Pointing records:
[start]

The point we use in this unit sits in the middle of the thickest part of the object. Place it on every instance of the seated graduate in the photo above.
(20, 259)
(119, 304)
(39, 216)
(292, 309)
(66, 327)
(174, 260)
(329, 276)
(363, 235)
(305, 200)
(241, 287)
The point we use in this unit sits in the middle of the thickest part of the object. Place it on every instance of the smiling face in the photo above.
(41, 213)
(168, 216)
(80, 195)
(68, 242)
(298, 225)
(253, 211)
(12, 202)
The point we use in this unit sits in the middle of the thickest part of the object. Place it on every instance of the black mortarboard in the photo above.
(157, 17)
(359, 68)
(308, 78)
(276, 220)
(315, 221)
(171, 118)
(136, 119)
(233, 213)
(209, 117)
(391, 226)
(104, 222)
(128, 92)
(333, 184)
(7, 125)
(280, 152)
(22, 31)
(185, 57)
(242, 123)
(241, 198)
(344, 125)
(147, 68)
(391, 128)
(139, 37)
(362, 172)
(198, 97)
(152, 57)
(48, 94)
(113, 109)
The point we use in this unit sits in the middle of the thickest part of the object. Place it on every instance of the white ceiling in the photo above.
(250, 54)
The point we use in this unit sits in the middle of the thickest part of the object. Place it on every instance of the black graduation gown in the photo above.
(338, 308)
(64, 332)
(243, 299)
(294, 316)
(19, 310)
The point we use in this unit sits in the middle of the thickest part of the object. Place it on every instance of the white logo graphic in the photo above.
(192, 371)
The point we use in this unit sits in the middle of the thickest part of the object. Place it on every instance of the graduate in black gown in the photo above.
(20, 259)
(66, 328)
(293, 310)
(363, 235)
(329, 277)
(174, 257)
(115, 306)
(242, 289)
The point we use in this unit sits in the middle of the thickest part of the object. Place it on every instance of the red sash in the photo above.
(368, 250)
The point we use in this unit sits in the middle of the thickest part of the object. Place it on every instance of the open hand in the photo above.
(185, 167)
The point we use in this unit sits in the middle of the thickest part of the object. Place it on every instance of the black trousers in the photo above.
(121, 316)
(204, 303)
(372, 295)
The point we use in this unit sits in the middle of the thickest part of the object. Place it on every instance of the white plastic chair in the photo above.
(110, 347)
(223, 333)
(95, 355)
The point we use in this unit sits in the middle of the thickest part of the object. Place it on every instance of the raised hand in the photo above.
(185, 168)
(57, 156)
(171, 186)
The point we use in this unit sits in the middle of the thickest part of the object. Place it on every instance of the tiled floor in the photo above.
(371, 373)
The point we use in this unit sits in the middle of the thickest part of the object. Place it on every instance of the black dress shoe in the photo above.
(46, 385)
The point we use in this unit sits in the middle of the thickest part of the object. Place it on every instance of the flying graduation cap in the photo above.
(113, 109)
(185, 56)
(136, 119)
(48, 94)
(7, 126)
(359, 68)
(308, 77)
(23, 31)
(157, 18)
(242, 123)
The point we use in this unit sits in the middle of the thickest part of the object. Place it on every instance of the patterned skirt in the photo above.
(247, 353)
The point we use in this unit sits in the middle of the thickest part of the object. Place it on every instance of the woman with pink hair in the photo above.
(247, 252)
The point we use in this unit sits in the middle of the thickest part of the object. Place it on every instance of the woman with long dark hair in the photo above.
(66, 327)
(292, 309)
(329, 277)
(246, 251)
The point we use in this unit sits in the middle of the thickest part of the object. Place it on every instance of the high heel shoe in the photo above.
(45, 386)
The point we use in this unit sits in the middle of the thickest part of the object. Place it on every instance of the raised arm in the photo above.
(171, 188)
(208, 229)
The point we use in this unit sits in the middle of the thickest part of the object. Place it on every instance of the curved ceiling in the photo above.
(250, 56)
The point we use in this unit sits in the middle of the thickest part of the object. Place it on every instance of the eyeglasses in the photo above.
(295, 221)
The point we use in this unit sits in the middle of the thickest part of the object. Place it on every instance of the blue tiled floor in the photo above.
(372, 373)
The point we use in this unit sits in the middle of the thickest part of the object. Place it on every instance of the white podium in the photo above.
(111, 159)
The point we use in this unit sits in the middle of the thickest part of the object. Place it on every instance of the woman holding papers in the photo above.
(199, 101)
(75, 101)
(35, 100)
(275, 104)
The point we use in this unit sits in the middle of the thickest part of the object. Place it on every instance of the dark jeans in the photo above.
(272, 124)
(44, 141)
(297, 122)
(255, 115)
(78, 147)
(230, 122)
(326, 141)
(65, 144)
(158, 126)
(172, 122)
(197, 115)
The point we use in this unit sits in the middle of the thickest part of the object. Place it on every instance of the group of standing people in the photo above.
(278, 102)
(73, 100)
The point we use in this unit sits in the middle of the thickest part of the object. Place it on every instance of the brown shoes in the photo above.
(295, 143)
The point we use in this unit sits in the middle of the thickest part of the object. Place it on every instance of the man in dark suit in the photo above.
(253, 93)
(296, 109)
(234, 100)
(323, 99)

[end]

Challenge:
Please rescale the part that opens with the line containing "shoes in the photo above." and runs through the end of the rows, giving every line again, requests included, with each coordinate in the answers multiplied by 2.3 and rounded to a whole number, halves up. Return only those lines.

Output:
The point we use in this unit sits in the middle of the thickest part of the object. Place it on every instance of the brown shoes in the photo above.
(679, 329)
The point we use in this unit sits in the middle of the thickest part of the object. Place it on every instance of the man in dark suit in the photo above.
(582, 214)
(681, 251)
(538, 230)
(743, 228)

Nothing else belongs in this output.